— Task —
Find every line in the rows below that contains the word "jacket", and copy each such line. Case counts when matching.

[Start of Input rows]

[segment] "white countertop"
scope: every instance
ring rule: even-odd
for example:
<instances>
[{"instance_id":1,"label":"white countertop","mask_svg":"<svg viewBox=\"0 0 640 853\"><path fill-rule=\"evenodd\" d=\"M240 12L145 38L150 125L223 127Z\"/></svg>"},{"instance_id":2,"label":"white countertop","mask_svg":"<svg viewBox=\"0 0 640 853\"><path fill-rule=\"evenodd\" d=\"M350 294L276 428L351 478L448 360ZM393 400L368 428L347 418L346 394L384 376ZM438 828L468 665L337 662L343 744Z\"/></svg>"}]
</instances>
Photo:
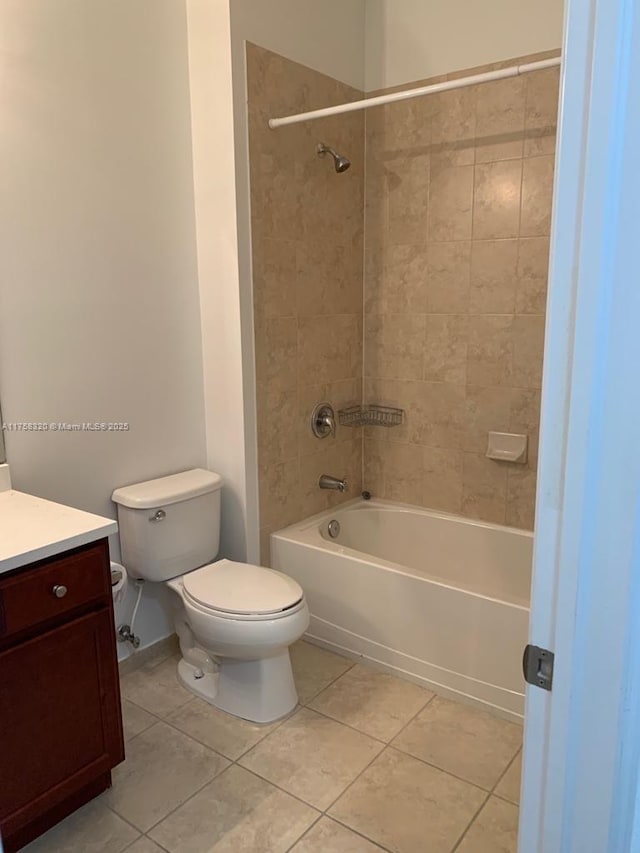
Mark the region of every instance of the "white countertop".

[End of Input rows]
[Start of Input rows]

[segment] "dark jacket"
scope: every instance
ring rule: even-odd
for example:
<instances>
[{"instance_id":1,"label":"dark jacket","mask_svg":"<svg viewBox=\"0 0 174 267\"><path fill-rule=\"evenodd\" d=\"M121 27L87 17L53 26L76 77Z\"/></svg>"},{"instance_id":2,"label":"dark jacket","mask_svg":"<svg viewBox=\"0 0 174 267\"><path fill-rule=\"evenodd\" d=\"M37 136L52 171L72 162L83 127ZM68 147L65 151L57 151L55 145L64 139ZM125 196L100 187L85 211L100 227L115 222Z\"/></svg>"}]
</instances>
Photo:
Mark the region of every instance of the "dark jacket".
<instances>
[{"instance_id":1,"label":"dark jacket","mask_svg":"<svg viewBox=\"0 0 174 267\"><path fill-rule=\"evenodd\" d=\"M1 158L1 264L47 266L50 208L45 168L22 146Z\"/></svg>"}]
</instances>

[End of Input rows]
[Start of Input rows]

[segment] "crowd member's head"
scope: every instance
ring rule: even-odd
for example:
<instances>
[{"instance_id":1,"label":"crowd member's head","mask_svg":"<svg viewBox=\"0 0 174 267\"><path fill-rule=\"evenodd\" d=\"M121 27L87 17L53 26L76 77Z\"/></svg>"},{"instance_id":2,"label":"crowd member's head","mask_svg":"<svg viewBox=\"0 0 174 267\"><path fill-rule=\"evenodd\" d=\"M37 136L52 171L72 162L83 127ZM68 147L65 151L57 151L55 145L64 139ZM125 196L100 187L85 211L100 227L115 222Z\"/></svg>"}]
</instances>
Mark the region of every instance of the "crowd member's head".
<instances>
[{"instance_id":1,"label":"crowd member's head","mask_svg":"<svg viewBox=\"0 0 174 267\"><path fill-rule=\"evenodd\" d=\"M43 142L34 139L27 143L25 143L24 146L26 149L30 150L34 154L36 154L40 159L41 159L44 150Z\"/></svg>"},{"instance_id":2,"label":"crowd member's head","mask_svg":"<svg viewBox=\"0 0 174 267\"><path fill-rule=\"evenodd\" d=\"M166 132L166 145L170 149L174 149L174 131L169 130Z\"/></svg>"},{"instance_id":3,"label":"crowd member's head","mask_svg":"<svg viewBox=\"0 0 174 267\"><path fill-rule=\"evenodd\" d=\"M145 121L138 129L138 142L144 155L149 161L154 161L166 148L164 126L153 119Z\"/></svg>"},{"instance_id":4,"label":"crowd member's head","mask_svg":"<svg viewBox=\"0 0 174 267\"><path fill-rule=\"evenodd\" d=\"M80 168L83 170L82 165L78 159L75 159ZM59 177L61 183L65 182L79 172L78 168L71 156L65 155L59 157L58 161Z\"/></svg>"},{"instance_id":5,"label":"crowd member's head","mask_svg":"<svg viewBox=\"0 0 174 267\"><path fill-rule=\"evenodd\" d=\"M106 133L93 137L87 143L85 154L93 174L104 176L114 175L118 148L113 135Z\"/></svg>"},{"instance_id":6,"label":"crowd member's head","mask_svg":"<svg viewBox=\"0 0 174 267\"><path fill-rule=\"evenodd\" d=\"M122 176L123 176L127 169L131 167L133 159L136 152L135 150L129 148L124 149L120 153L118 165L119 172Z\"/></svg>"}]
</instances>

[End of Input rows]

— Expected answer —
[segment] "dark jacket"
[{"instance_id":1,"label":"dark jacket","mask_svg":"<svg viewBox=\"0 0 174 267\"><path fill-rule=\"evenodd\" d=\"M121 27L87 17L53 26L76 77Z\"/></svg>"},{"instance_id":2,"label":"dark jacket","mask_svg":"<svg viewBox=\"0 0 174 267\"><path fill-rule=\"evenodd\" d=\"M37 136L52 171L72 162L83 127ZM68 147L65 151L57 151L55 145L64 139ZM125 196L100 187L85 211L100 227L115 222Z\"/></svg>"}]
Mark the region of every instance of the "dark jacket".
[{"instance_id":1,"label":"dark jacket","mask_svg":"<svg viewBox=\"0 0 174 267\"><path fill-rule=\"evenodd\" d=\"M1 158L1 264L47 266L50 208L45 168L22 146Z\"/></svg>"}]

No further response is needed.